#### MATERIAL TO PROCESS
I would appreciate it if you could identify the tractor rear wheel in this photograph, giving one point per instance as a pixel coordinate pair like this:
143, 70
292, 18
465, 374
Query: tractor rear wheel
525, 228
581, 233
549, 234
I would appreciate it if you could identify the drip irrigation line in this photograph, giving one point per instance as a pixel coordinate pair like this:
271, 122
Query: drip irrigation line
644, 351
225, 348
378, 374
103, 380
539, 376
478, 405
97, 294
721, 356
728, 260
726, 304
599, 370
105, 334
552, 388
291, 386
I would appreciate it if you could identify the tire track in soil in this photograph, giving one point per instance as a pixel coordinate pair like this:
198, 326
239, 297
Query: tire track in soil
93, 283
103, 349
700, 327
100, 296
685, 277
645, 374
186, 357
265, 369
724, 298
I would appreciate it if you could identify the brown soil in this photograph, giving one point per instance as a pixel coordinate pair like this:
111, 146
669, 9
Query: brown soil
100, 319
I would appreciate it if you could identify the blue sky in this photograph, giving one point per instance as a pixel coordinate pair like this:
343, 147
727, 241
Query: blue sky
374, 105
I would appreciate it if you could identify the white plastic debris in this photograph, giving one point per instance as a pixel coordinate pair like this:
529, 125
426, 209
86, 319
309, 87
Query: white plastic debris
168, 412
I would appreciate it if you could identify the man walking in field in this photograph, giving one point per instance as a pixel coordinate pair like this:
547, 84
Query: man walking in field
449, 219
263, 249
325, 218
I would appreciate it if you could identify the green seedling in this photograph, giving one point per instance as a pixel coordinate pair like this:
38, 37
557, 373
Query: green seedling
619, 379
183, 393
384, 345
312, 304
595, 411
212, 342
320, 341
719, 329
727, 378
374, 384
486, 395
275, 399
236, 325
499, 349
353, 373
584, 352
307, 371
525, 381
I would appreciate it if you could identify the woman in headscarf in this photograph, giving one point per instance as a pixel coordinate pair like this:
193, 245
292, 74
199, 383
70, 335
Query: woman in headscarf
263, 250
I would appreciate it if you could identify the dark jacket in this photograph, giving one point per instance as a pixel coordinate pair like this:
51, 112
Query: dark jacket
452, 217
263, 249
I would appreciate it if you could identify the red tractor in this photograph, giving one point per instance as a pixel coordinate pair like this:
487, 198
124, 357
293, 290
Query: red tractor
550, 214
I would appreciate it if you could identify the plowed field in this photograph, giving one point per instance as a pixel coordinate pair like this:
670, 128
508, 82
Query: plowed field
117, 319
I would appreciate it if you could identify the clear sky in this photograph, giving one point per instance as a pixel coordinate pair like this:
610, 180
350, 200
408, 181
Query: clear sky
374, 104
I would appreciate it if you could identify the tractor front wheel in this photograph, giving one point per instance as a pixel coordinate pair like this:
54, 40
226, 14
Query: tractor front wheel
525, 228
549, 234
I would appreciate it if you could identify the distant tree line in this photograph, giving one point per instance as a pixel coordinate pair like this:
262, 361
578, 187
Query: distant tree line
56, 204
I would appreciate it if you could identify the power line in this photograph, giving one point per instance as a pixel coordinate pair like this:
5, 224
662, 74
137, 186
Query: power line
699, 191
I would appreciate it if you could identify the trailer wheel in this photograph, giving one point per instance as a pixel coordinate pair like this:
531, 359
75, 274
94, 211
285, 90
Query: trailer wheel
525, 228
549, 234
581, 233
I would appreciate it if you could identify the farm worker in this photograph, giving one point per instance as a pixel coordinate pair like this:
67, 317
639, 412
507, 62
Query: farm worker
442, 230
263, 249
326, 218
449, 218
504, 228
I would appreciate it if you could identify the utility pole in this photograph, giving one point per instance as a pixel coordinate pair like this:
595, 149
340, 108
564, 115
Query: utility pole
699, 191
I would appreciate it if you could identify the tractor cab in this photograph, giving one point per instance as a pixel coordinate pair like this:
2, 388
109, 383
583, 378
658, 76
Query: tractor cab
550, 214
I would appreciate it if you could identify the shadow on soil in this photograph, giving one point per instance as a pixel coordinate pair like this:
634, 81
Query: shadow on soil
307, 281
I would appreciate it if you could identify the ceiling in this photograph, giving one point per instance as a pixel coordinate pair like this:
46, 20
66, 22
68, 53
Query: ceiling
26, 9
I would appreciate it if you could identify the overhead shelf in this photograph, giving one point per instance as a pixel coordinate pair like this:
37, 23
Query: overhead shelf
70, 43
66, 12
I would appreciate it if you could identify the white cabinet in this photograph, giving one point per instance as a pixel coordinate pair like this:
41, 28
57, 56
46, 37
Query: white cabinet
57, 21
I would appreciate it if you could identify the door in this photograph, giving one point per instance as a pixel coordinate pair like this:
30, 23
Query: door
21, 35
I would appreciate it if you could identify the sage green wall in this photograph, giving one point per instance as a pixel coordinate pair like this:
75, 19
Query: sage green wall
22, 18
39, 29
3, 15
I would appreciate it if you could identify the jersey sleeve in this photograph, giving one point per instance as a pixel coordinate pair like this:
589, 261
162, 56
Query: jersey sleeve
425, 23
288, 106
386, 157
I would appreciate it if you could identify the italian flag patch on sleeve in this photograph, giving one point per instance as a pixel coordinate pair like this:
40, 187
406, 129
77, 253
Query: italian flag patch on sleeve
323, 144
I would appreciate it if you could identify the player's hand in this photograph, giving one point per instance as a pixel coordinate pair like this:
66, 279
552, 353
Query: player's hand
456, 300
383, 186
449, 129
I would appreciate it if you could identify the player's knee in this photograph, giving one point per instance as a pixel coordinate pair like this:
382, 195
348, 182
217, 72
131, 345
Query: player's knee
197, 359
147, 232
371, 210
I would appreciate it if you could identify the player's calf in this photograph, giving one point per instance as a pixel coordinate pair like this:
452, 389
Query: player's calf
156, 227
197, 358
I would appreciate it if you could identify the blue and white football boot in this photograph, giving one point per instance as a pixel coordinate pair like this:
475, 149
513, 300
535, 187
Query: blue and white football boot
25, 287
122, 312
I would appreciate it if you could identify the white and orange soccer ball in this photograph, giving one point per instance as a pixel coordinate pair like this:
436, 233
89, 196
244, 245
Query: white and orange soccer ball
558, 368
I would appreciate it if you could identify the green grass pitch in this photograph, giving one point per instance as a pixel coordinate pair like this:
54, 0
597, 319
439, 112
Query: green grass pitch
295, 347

#### HOW TO COMPLETE THIS TASK
Exact retyping is required: the line with "I would appreciate it if you could identify the blue and" through the end of the data, both ends included, and no other line.

#### RESPONSE TO THE TASK
I would appreciate it if you could identify the blue and white football boot in this photograph, giving one point per instance as a pixel coordinate pair like this:
475, 149
513, 300
535, 187
Query: blue and white football boot
25, 287
122, 312
I would appreciate it if you could identify the white and orange soccer ball in this photograph, giving one point per instance as a pixel coordinate pair like this:
436, 233
89, 196
244, 245
Query: white and orange soccer ball
558, 368
I would appreciate it if you could identify the green grass pitch in this photograph, giving one point per instance as a pixel coordinate pair like this:
54, 0
597, 319
439, 112
Query: green grass pitch
295, 347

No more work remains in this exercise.